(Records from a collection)
=====

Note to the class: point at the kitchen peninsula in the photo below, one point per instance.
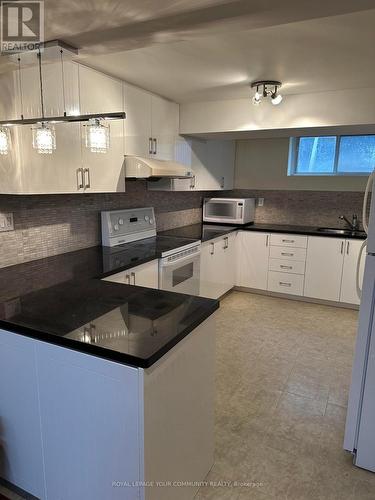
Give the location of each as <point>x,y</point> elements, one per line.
<point>104,387</point>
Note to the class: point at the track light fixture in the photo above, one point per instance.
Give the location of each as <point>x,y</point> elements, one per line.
<point>267,88</point>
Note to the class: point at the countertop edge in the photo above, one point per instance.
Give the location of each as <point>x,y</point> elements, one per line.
<point>108,354</point>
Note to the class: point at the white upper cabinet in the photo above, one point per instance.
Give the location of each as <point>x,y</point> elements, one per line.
<point>57,98</point>
<point>349,275</point>
<point>99,93</point>
<point>151,124</point>
<point>164,127</point>
<point>138,135</point>
<point>51,173</point>
<point>324,262</point>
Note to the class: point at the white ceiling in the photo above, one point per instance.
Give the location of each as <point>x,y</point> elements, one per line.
<point>195,50</point>
<point>309,56</point>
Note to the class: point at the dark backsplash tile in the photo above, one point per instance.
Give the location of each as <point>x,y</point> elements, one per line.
<point>47,225</point>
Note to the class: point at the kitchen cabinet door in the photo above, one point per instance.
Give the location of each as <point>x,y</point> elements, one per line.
<point>105,172</point>
<point>324,264</point>
<point>348,283</point>
<point>164,127</point>
<point>211,277</point>
<point>99,93</point>
<point>252,259</point>
<point>220,163</point>
<point>51,173</point>
<point>137,105</point>
<point>53,90</point>
<point>229,261</point>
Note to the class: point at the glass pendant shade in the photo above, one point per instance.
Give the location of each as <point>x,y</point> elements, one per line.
<point>97,136</point>
<point>44,138</point>
<point>4,141</point>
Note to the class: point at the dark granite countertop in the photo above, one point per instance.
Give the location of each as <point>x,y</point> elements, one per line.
<point>207,232</point>
<point>62,300</point>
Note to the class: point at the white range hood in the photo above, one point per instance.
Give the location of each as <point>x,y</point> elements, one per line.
<point>137,167</point>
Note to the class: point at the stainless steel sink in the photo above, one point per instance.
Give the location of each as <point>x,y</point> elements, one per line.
<point>343,232</point>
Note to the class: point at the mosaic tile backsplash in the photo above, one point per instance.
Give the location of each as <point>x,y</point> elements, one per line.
<point>47,225</point>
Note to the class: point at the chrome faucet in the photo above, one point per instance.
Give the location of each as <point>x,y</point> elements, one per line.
<point>354,224</point>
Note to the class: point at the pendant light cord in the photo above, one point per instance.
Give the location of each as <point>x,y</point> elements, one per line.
<point>20,85</point>
<point>41,82</point>
<point>63,80</point>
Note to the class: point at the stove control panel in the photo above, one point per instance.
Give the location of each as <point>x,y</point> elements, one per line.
<point>124,226</point>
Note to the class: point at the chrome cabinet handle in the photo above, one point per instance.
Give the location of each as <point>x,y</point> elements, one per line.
<point>284,283</point>
<point>88,183</point>
<point>80,182</point>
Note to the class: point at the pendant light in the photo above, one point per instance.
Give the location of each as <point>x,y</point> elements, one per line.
<point>44,135</point>
<point>97,136</point>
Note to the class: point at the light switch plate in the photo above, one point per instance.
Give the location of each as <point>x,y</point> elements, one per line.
<point>6,222</point>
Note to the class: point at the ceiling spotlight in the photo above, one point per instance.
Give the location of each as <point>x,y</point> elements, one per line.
<point>257,99</point>
<point>269,88</point>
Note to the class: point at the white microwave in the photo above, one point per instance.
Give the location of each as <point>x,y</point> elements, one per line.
<point>229,210</point>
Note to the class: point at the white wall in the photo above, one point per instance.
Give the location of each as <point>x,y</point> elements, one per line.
<point>263,164</point>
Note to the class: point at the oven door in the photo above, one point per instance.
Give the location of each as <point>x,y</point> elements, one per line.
<point>182,275</point>
<point>223,211</point>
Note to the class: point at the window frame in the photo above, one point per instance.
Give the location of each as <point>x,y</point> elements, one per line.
<point>293,158</point>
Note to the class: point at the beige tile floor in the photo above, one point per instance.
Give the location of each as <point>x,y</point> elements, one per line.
<point>283,373</point>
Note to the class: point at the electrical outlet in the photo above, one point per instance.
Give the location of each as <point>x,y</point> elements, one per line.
<point>6,222</point>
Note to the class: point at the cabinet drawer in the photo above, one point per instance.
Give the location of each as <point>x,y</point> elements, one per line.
<point>288,253</point>
<point>289,240</point>
<point>285,283</point>
<point>287,266</point>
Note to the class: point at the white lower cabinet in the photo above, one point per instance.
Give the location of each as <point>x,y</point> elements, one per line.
<point>324,263</point>
<point>348,292</point>
<point>285,283</point>
<point>252,259</point>
<point>317,267</point>
<point>146,275</point>
<point>218,266</point>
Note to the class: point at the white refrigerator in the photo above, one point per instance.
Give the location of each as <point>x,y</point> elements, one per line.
<point>360,420</point>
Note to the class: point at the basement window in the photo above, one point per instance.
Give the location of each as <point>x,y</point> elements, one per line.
<point>332,155</point>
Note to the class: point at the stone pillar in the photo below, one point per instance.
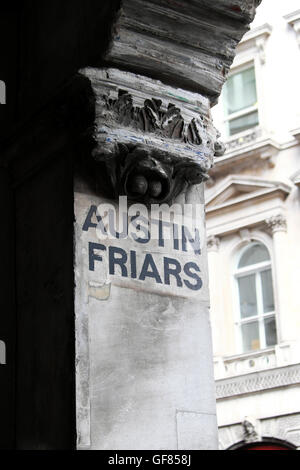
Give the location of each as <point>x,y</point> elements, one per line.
<point>213,244</point>
<point>143,343</point>
<point>278,226</point>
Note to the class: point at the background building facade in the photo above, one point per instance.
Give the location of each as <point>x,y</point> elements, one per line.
<point>253,225</point>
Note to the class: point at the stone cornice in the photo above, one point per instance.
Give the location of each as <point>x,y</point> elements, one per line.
<point>258,381</point>
<point>293,20</point>
<point>186,44</point>
<point>277,223</point>
<point>253,145</point>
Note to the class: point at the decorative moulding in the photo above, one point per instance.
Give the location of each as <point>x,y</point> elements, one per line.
<point>257,38</point>
<point>153,140</point>
<point>293,20</point>
<point>254,145</point>
<point>237,188</point>
<point>258,381</point>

=====

## To be done
Put every line of the listing above into a Markdown table with the columns Row and Line, where Row holds a running number. Leave out blank lines and the pictures.

## Output for this exercise
| Row | Line |
|---|---|
| 1 | Note to the class: point at the kitchen peninsula in the photo below, one point per instance. |
| 2 | Give the location of each as <point>x,y</point> elements, one per line. |
| 3 | <point>104,387</point> |
| 4 | Note to the class: point at the track light fixture in the photo above, one point per instance. |
| 5 | Give the location of each as <point>x,y</point> elements, one per line. |
| 6 | <point>267,88</point> |
| 7 | Note to the class: point at the countertop edge in the photo above, one point per instance. |
| 8 | Give the location of each as <point>x,y</point> elements, one per line. |
| 9 | <point>108,354</point> |
| 10 | Note to the class: point at the white upper cabinet in the photo above, one point per instance. |
| 11 | Give the location of each as <point>x,y</point> elements, one per line. |
| 12 | <point>57,98</point> |
| 13 | <point>349,275</point> |
| 14 | <point>99,93</point> |
| 15 | <point>151,124</point> |
| 16 | <point>164,127</point> |
| 17 | <point>138,135</point> |
| 18 | <point>51,173</point> |
| 19 | <point>324,262</point> |
| 20 | Note to the class: point at the white ceiling in the photo above, one point per instance. |
| 21 | Give the location of each as <point>x,y</point> elements, one per line. |
| 22 | <point>195,50</point> |
| 23 | <point>309,56</point> |
| 24 | Note to the class: point at the dark backsplash tile in the photo above, one point per instance. |
| 25 | Give the location of each as <point>x,y</point> elements, one per line. |
| 26 | <point>47,225</point> |
| 27 | Note to the class: point at the kitchen cabinet door in the photo above, one point per instance. |
| 28 | Give the location of each as <point>x,y</point> elements, one per line. |
| 29 | <point>105,172</point> |
| 30 | <point>324,264</point> |
| 31 | <point>348,283</point> |
| 32 | <point>164,127</point> |
| 33 | <point>211,277</point> |
| 34 | <point>99,93</point> |
| 35 | <point>252,259</point> |
| 36 | <point>220,163</point> |
| 37 | <point>51,173</point> |
| 38 | <point>137,105</point> |
| 39 | <point>53,90</point> |
| 40 | <point>229,261</point> |
| 41 | Note to the class: point at the glass pendant shade in the photo above, one point per instance. |
| 42 | Give the location of each as <point>x,y</point> elements, one per line. |
| 43 | <point>97,136</point> |
| 44 | <point>44,138</point> |
| 45 | <point>4,141</point> |
| 46 | Note to the class: point at the dark granite countertop in the photo above, one point per instance. |
| 47 | Give the location of each as <point>x,y</point> elements, one per line. |
| 48 | <point>207,232</point> |
| 49 | <point>62,300</point> |
| 50 | Note to the class: point at the white range hood in the photo above, one point per instance. |
| 51 | Give the location of each as <point>x,y</point> elements, one per line. |
| 52 | <point>137,167</point> |
| 53 | Note to the class: point at the stainless steel sink in the photo above, one point per instance. |
| 54 | Give the location of each as <point>x,y</point> elements, one per line. |
| 55 | <point>343,232</point> |
| 56 | Note to the class: point at the mosaic tile backsplash in the photo above, one point per instance. |
| 57 | Give the location of each as <point>x,y</point> elements, one per line. |
| 58 | <point>47,225</point> |
| 59 | Note to the class: point at the chrome faucet in the photo above, one point per instance. |
| 60 | Give the location of each as <point>x,y</point> elements, one per line. |
| 61 | <point>354,224</point> |
| 62 | Note to the class: point at the pendant light cord in the photo above, one point per instance. |
| 63 | Give the location of each as <point>x,y</point> elements, one per line. |
| 64 | <point>20,85</point> |
| 65 | <point>41,82</point> |
| 66 | <point>63,80</point> |
| 67 | Note to the class: point at the stove control panel in the photo above, one point per instance. |
| 68 | Give the location of each as <point>x,y</point> elements, one per line. |
| 69 | <point>124,226</point> |
| 70 | Note to the class: point at the chrome cabinet handle in the photo above, one point per instance. |
| 71 | Give the location of each as <point>x,y</point> elements, one per line. |
| 72 | <point>284,283</point> |
| 73 | <point>88,183</point> |
| 74 | <point>80,182</point> |
| 75 | Note to the class: point at the pendant light in the photo above, one point per instance. |
| 76 | Give the location of each as <point>x,y</point> elements, one per line. |
| 77 | <point>44,135</point> |
| 78 | <point>97,136</point> |
| 79 | Note to the class: point at the light switch plate in the photo above, one point per instance. |
| 80 | Give the location of each as <point>x,y</point> elements, one per line. |
| 81 | <point>6,222</point> |
| 82 | Note to the class: point at the ceiling spotlight in the photo above, one point per instance. |
| 83 | Give the location of each as <point>x,y</point> elements, one per line. |
| 84 | <point>257,99</point> |
| 85 | <point>269,88</point> |
| 86 | Note to the class: point at the white microwave in the photo above, one point per instance. |
| 87 | Give the location of each as <point>x,y</point> elements, one per line. |
| 88 | <point>229,210</point> |
| 89 | Note to the class: point at the white wall in the photo above, one point per instance. |
| 90 | Give the location of each as <point>x,y</point> elements, one per line. |
| 91 | <point>263,164</point> |
| 92 | Note to the class: point at the oven door in the photo above, one point per instance. |
| 93 | Give the location of each as <point>x,y</point> elements, one per line. |
| 94 | <point>182,275</point> |
| 95 | <point>223,211</point> |
| 96 | Note to the class: point at the window frame in the photo above, one point per instance. |
| 97 | Give the location of each as <point>x,y</point> elements, one per line. |
| 98 | <point>293,158</point> |
| 99 | Note to the class: point at the beige tile floor in the photo above, one point per instance. |
| 100 | Give the location of each as <point>x,y</point> elements, one per line. |
| 101 | <point>283,373</point> |
| 102 | Note to the class: point at the electrical outlet in the photo above, one point per instance. |
| 103 | Give the location of each as <point>x,y</point> elements, one per line. |
| 104 | <point>6,222</point> |
| 105 | Note to the class: point at the cabinet drawer in the photo above, one point per instance. |
| 106 | Give the location of each as <point>x,y</point> elements, one per line. |
| 107 | <point>288,253</point> |
| 108 | <point>289,240</point> |
| 109 | <point>285,283</point> |
| 110 | <point>287,266</point> |
| 111 | Note to the class: point at the white lower cabinet in the photo above, one point per instance. |
| 112 | Give the location of each as <point>x,y</point> elements, one per line. |
| 113 | <point>324,263</point> |
| 114 | <point>348,292</point> |
| 115 | <point>285,283</point> |
| 116 | <point>252,259</point> |
| 117 | <point>317,267</point> |
| 118 | <point>146,275</point> |
| 119 | <point>218,266</point> |
| 120 | Note to the class: point at the white refrigerator in the photo above, one point per instance. |
| 121 | Give the location of each as <point>x,y</point> elements, one per line. |
| 122 | <point>360,420</point> |
| 123 | Note to the class: point at the basement window in the photo above, one point per instance. |
| 124 | Give the location of each as <point>x,y</point> elements, one per line. |
| 125 | <point>332,155</point> |
| 126 | Note to the class: point at the stone pillar in the photo below, one point per instance. |
| 127 | Give the location of each as <point>x,y</point> elements, one per line. |
| 128 | <point>213,244</point> |
| 129 | <point>143,343</point> |
| 130 | <point>278,226</point> |
| 131 | Note to the class: point at the background building facade in the photo above, one point per instance. |
| 132 | Give the location of each as <point>x,y</point> elements, one per line. |
| 133 | <point>253,225</point> |
| 134 | Note to the class: point at the stone cornice in the photo above, one point per instance. |
| 135 | Give the location of each as <point>x,y</point> elements, one per line. |
| 136 | <point>258,381</point> |
| 137 | <point>293,20</point> |
| 138 | <point>186,44</point> |
| 139 | <point>277,223</point> |
| 140 | <point>253,145</point> |
| 141 | Note to the class: point at the decorative moulding in the photo above, one point per instance. |
| 142 | Give the location of each as <point>x,y</point> elements, one per line. |
| 143 | <point>257,38</point> |
| 144 | <point>153,140</point> |
| 145 | <point>293,20</point> |
| 146 | <point>254,145</point> |
| 147 | <point>237,188</point> |
| 148 | <point>258,381</point> |